**Excerpted passage**:
* begin *

The regime classification comes from the sign of net 0DTE GEX relative to the 0DTE gamma flip level. If spot is above the flip, regime is positive; if below, negative. "Undetermined" happens when the chain has too few strikes with meaningful OI — usually a quiet session or thinly-traded symbol.
Dealer Gamma Position (Simplified)
$$ \text{Net GEX} = \sum_{K}\bigl(\text{Call GEX}_K - \text{Put GEX}_K\bigr) \cdot \mathbb{1}_{0\text{DTE}} $$
The convention attributes calls as short-dealer positions and puts as long-dealer positions, matching the assumption that retail is the dominant buyer of both. The regime label is the sign of the spot-adjusted sum.

* end *

**Supplied data**:

* begin *

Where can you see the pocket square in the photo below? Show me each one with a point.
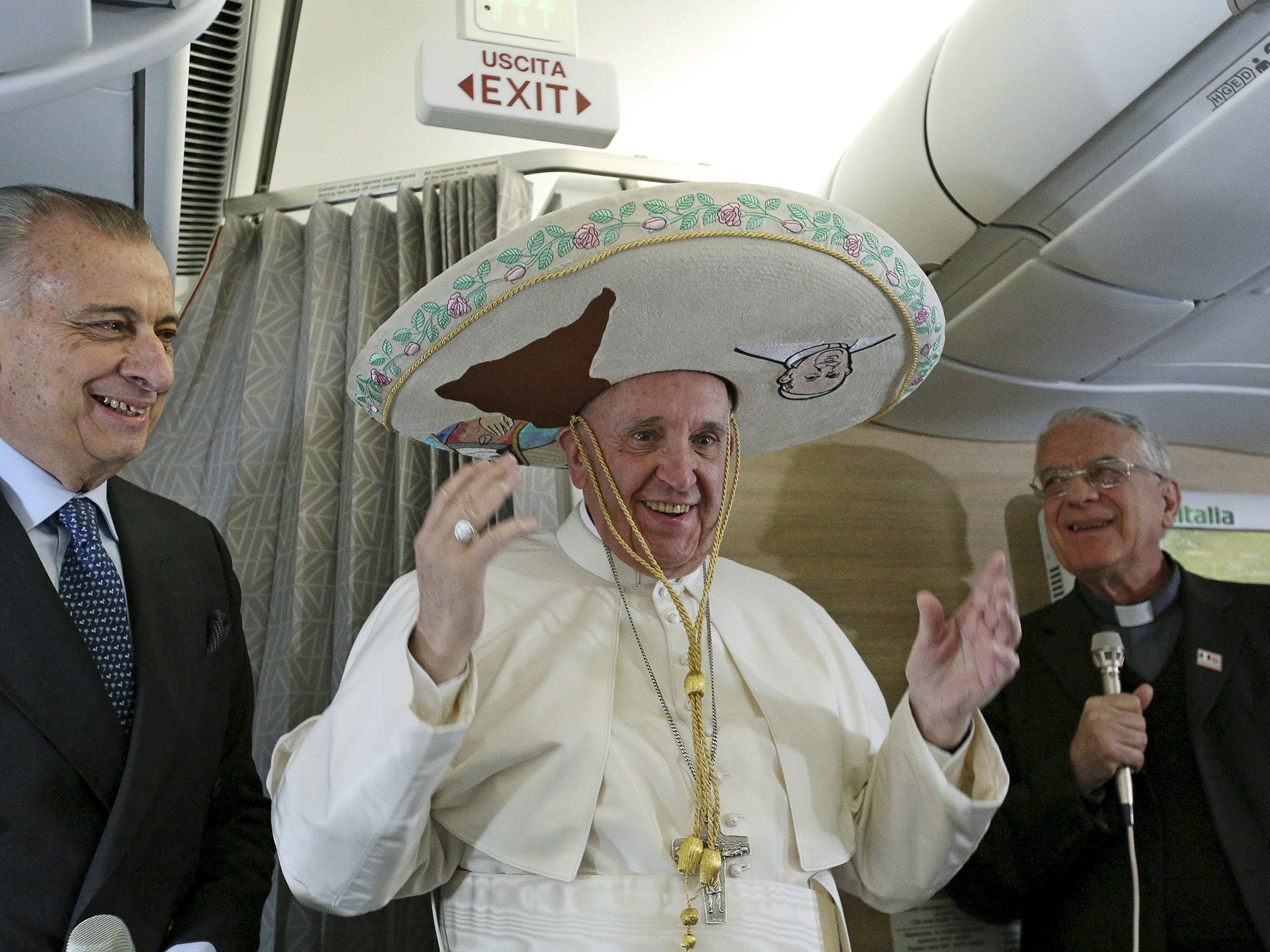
(218, 630)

* end *

List every regime label that the 0DTE gamma exposure passage above gives as a possible classification.

- positive
- negative
- Undetermined